Exercise requirements ▸ Restate the complete material exactly.

Data for the task ▸
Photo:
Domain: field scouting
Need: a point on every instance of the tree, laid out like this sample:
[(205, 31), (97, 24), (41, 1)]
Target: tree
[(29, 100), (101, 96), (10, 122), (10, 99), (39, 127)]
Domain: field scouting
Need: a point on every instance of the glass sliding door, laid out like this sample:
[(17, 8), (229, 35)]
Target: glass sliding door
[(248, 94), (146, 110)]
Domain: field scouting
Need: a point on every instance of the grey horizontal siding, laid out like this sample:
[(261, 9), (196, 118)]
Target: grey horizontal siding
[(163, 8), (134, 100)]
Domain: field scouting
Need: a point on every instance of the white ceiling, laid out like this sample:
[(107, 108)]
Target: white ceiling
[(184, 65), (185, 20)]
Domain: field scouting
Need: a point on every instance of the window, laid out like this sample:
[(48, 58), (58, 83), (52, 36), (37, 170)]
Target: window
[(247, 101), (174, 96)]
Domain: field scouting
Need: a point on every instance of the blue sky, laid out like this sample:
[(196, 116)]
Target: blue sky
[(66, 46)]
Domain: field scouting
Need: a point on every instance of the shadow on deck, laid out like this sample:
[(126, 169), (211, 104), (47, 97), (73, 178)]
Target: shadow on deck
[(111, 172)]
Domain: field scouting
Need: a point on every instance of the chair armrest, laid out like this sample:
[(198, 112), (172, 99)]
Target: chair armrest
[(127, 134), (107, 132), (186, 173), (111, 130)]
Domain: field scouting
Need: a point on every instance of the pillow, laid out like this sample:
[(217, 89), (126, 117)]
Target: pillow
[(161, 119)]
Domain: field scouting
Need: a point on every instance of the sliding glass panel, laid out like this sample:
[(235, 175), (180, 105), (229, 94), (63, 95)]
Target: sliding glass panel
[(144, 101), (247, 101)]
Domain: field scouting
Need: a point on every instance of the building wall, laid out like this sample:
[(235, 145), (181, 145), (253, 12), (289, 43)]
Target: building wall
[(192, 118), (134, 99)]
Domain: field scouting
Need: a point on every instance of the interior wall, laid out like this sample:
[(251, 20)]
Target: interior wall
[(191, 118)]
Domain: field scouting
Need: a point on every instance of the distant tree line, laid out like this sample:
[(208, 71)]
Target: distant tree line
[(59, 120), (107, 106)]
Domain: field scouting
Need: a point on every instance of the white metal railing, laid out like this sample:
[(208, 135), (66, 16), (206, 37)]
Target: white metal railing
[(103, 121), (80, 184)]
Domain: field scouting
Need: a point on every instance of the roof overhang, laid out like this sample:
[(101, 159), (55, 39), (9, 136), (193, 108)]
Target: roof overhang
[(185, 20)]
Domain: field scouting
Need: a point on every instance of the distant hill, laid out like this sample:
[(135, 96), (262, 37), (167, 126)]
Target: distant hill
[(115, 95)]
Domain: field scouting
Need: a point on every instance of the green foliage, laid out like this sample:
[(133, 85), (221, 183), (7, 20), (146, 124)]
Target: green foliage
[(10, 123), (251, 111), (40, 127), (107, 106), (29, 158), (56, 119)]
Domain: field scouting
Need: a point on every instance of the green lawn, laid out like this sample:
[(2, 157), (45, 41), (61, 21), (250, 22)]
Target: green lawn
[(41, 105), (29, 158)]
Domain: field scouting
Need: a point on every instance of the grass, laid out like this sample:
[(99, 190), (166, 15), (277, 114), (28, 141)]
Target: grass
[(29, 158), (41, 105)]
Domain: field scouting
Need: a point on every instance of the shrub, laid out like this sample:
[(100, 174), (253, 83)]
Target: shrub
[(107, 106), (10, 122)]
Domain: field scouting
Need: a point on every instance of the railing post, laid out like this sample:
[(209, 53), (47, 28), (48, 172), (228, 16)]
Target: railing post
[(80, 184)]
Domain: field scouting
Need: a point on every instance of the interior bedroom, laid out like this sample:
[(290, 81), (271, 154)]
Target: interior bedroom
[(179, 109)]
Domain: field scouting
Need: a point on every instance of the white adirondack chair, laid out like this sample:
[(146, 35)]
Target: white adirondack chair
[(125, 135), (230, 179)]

Exercise result ▸
Photo:
Domain: field scouting
Need: a point on every instance of the tree, laid out like this sample:
[(205, 31), (97, 24), (41, 1)]
Target: tree
[(29, 100), (101, 96), (10, 122), (10, 99), (39, 127)]
Domain: field scouting
Need: a point on every instance of the glass sliding door, laid out like this sample:
[(17, 8), (229, 35)]
Target: glass sliding door
[(248, 94), (146, 110)]
Domain: field scouting
Need: a point on every instance of the grey horizontal siding, laid out like this sample:
[(261, 9), (196, 118)]
Target: grey horizontal siding
[(163, 8), (134, 100)]
Domain: field scouting
Need: a point on every instance of the white ceiling, laid out like this sample:
[(107, 108)]
Target: white ceiling
[(184, 65), (185, 20)]
Domain: field scouting
Need: a point on every instance of the window, laid out like this sample:
[(48, 58), (58, 83), (52, 36), (37, 170)]
Target: window
[(247, 101), (174, 96)]
Domain: field scouting
Need: a point on every instance of the blue sky, laid out like this sample:
[(196, 116)]
Target: blue sky
[(66, 46)]
Domain: field scouting
Need: a point on every instance of the shadow on deck, laid out like this sample:
[(126, 169), (211, 104), (47, 97), (73, 178)]
Target: shadow on deck
[(111, 172)]
Domain: field scouting
Need: a point on every instance of the chair armrest, laid out like this sample:
[(198, 112), (172, 99)]
Target: chair armrest
[(127, 134), (107, 132), (186, 173), (111, 130)]
Domain: field scouting
Need: a point on every instance of the pillow, laid out like this sample:
[(217, 89), (126, 117)]
Target: pillow
[(161, 119)]
Domain: field scouting
Need: a point on every instance of the sliding glass panel, laid out like this sample:
[(235, 175), (180, 105), (229, 94), (63, 95)]
Target: sliding glass panel
[(144, 101), (247, 101)]
Domain: field scouting
Need: a point on every instance of the building wall, laid out like this sample:
[(235, 145), (181, 145), (253, 12), (289, 43)]
Target: building wall
[(192, 118), (134, 99)]
Domain: field scouting
Need: a point on every instance of the interior wall, laid out like this sample:
[(251, 20)]
Target: interior wall
[(191, 118)]
Domain: field scouting
Need: a point on every instance of the distant tree line, laid out like this sample:
[(208, 71)]
Target: distant tree line
[(59, 120), (107, 106)]
Domain: field scouting
Need: a point on every instance of the white metal railing, laid out like this sample:
[(208, 135), (66, 16), (206, 37)]
Target: white metal railing
[(103, 121), (80, 184)]
Domain: field scouting
Need: a point on every instance of the roof overhang, laid out like this sample:
[(101, 159), (55, 39), (9, 136), (193, 108)]
Target: roof overhang
[(185, 20)]
Domain: field scouting
Need: a point on every instance of the distant hill, laid out like this sample:
[(135, 96), (262, 37), (167, 126)]
Target: distant hill
[(115, 95)]
Domain: field scouting
Need: a point on every instance of the green foliage, laid out like this sample:
[(133, 85), (221, 183), (7, 20), (146, 124)]
Target: green foliage
[(10, 123), (251, 111), (40, 127), (107, 106), (29, 158), (56, 119)]
Domain: field scouting
Need: a point on every instance of the green lawn, laid out like this sample:
[(2, 157), (45, 41), (61, 21), (250, 22)]
Target: green lawn
[(41, 105), (29, 158)]
Domain: field scouting
Need: a point on every instance of the grass, laid out like this sample:
[(99, 190), (166, 15), (277, 114), (28, 141)]
Target: grass
[(29, 158), (41, 105)]
Domain: field scouting
Need: a point on every instance of the shrub, laid out like this sample:
[(100, 174), (253, 83)]
Target: shrub
[(107, 106), (10, 122)]
Domain: field scouting
Need: a point on every instance of the railing post, laid out like this sample:
[(209, 53), (47, 28), (48, 172), (228, 16)]
Target: railing post
[(80, 184)]
Domain: field scouting
Need: a point on every instance of the interior bedroom, laid out like this sample:
[(290, 81), (271, 154)]
Target: interior bedroom
[(179, 109)]
Domain: field scouting
Need: a point on every instance of the white adirondack chair, laid out like this sample:
[(146, 35)]
Target: white adirondack chair
[(125, 135), (230, 179)]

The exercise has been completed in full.